#### Lecture 5 : Data manipulation in Python

*November, 2021 - François HU*

*Master of Science - EPITA*

*This lecture is available here: https://curiousml.github.io/*

![image-3.png](attachment:image-3.png)

[General introduction](#I)

1. [Introduction to DataFrames](#1)
2. [Data representation](#2)
3. [Data manipulation](#3)
3. [Descriptive statistics with Pandas](#4)
4. [Data visualization with Pandas](#5)

[Exercices](#E)

# General introduction (a little long) <a name="I"></a>

Data can be represented in various forms: [txt](https://en.wikipedia.org/wiki/Text_file), [csv](https://en.wikipedia.org/wiki/Comma-separated_values), [xls](https://en.wikipedia.org/wiki/Microsoft_Excel#File_formats) (excel), [json](https://en.wikipedia.org/wiki/JSON), ... . In python, given a specific extension (.txt for example), we have many adequate modules for importing data. For "classical" files such as txt files, Python has some useful built-in commands for importing and handling them: we can open for example a txt file as **write** or **read** mode with the command `open`.

### Write and add mode

The information is always written in the form of strings and always added at the end of the file, which grows until all the information is written. The writing is always done according to the following same scheme.
---
→ **What is asked**
(1) Could you reproduce the stretch of the Python data manipulation lecture from "The information is always" through "following same scheme."?
(2) Can you give the stretch of the records from the line containing "Target: pitcher handle" through the end of the records again, with "pitcher" replaced by "jug" and everything else unchanged?
---
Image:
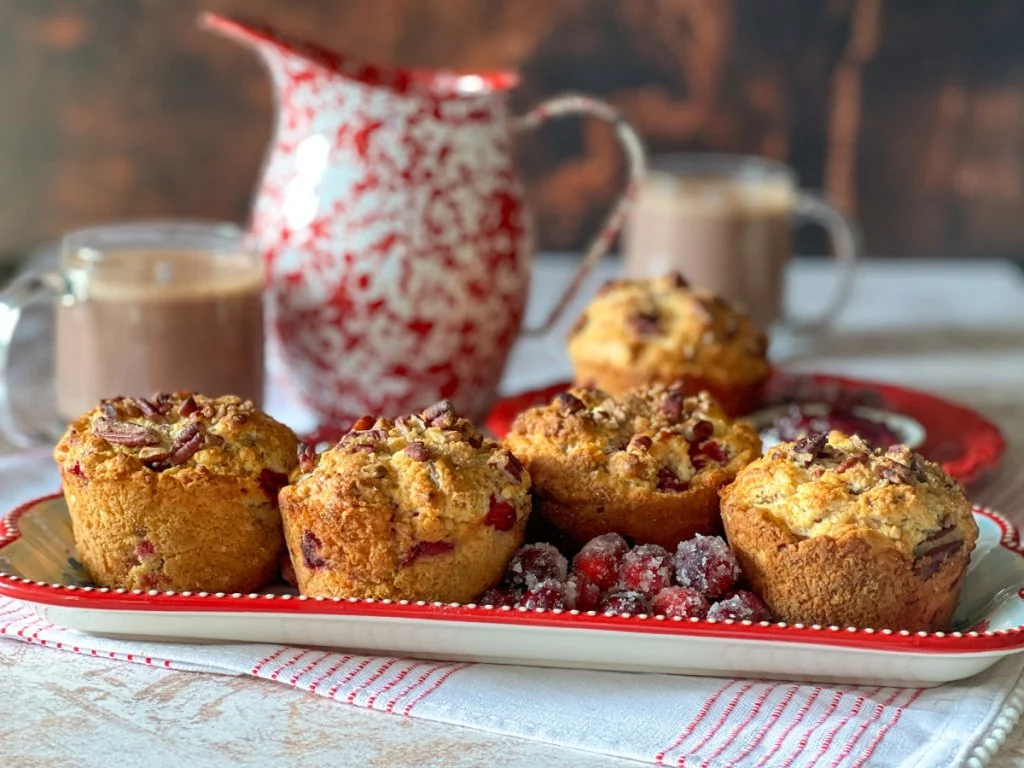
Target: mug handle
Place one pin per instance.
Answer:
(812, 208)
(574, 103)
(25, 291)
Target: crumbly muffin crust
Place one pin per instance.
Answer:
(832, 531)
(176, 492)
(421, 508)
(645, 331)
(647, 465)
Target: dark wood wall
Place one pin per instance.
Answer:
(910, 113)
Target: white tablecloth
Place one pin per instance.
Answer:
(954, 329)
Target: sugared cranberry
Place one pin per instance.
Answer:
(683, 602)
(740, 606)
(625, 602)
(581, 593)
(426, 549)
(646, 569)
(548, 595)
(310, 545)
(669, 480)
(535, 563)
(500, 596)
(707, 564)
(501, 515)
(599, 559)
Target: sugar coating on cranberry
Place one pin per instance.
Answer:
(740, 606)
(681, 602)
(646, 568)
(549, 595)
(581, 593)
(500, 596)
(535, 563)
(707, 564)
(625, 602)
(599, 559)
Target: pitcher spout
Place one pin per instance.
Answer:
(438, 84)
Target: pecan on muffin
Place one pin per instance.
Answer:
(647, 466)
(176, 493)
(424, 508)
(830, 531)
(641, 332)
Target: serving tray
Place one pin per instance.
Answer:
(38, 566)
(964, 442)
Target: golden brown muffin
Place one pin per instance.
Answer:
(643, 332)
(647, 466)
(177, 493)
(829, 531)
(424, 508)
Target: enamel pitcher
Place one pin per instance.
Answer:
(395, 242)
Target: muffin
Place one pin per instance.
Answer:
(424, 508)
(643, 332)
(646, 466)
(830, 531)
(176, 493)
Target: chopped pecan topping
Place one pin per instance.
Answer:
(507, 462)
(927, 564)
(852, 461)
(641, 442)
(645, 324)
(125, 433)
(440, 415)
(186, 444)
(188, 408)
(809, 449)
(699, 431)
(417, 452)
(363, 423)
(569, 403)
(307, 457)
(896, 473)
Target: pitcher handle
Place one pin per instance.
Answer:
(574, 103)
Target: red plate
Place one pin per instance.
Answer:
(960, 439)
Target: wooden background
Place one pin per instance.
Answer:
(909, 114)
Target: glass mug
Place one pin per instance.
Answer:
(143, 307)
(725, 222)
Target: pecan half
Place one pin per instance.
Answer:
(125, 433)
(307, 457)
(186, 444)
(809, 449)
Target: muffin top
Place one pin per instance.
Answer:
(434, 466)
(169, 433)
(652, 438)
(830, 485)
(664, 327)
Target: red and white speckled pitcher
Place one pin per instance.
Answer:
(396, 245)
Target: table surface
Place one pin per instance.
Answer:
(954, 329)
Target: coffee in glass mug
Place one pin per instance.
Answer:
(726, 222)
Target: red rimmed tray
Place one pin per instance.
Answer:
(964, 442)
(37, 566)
---
→ **Answers in order**
(1)
The information is always written in the form of strings and always added at the end of the file, which grows until all the information is written. The writing is always done according to the following same scheme.

(2)
Target: jug handle
Place one pin per instance.
Answer:
(574, 103)
Target: red plate
Place one pin per instance.
Answer:
(960, 439)
Target: wooden background
Place one pin per instance.
Answer:
(909, 114)
Target: glass mug
Place one pin per instance.
Answer:
(143, 307)
(725, 222)
Target: pecan half
Place one pin per instance.
Answer:
(125, 433)
(307, 457)
(186, 444)
(809, 449)
Target: muffin top
Place one pin per instance.
Answer:
(434, 466)
(169, 433)
(652, 438)
(830, 485)
(664, 327)
Target: red and white speckled jug
Place one pin per instance.
Answer:
(396, 245)
Target: table surface
Place one pin per instance.
Answer:
(954, 329)
Target: coffee in glass mug
Place one pin per instance.
Answer:
(726, 222)
Target: red rimmed tray
Place one pin per instance.
Answer:
(964, 442)
(37, 566)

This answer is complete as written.